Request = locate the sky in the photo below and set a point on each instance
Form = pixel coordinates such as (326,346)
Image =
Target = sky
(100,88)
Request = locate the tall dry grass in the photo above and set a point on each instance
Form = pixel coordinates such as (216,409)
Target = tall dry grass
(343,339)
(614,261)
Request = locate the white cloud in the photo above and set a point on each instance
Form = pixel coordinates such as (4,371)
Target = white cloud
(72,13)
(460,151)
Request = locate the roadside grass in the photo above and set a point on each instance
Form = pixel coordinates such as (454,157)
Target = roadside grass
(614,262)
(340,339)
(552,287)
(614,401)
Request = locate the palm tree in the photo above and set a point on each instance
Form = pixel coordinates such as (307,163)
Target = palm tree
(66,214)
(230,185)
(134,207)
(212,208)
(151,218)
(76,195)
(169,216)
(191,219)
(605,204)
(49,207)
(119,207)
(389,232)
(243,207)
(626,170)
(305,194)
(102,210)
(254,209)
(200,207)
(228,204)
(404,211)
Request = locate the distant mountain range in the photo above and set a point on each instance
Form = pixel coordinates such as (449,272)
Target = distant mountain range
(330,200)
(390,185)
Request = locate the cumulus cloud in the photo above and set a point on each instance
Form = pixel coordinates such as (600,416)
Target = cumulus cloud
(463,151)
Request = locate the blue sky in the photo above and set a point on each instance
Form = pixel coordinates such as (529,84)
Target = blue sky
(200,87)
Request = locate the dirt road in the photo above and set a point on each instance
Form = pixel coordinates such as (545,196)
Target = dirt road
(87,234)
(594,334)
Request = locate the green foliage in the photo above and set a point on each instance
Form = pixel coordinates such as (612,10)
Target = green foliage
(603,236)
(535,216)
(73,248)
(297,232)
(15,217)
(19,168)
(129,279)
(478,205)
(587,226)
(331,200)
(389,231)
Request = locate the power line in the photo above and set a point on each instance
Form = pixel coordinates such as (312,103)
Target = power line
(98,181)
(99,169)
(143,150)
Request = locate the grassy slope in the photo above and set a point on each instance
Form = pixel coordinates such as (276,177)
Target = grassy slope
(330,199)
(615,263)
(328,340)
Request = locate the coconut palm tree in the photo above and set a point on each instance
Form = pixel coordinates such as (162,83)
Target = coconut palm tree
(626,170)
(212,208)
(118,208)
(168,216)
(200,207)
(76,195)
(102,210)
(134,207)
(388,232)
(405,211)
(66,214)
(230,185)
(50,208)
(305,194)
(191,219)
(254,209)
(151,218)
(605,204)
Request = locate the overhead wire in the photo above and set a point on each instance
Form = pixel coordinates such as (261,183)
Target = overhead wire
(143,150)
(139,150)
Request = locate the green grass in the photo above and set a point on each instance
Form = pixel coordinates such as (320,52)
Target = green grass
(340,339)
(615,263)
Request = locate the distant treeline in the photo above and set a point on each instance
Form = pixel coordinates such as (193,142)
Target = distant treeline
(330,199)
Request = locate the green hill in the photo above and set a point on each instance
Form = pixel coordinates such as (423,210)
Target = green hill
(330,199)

● ● ●

> [TUJUAN TUGAS]
Sajikan ulang bagian dari baris yang memuat "Request = locate the coconut" sampai akhir data sebagai tabel Markdown berkolom "No" dan "Baris", dengan baris kosong dihilangkan.

> [JAWABAN TUGAS]
| No | Baris |
|---|---|
| 1 | Request = locate the coconut palm tree in the photo above and set a point on each instance |
| 2 | Form = pixel coordinates such as (162,83) |
| 3 | Target = coconut palm tree |
| 4 | (626,170) |
| 5 | (212,208) |
| 6 | (118,208) |
| 7 | (168,216) |
| 8 | (200,207) |
| 9 | (76,195) |
| 10 | (102,210) |
| 11 | (134,207) |
| 12 | (388,232) |
| 13 | (405,211) |
| 14 | (66,214) |
| 15 | (230,185) |
| 16 | (50,208) |
| 17 | (305,194) |
| 18 | (191,219) |
| 19 | (254,209) |
| 20 | (151,218) |
| 21 | (605,204) |
| 22 | Request = locate the overhead wire in the photo above and set a point on each instance |
| 23 | Form = pixel coordinates such as (261,183) |
| 24 | Target = overhead wire |
| 25 | (143,150) |
| 26 | (139,150) |
| 27 | Request = locate the green grass in the photo above and set a point on each instance |
| 28 | Form = pixel coordinates such as (320,52) |
| 29 | Target = green grass |
| 30 | (340,339) |
| 31 | (615,263) |
| 32 | Request = locate the distant treeline in the photo above and set a point on each instance |
| 33 | Form = pixel coordinates such as (193,142) |
| 34 | Target = distant treeline |
| 35 | (330,199) |
| 36 | Request = locate the green hill in the photo above and set a point on each instance |
| 37 | Form = pixel coordinates such as (423,210) |
| 38 | Target = green hill |
| 39 | (330,199) |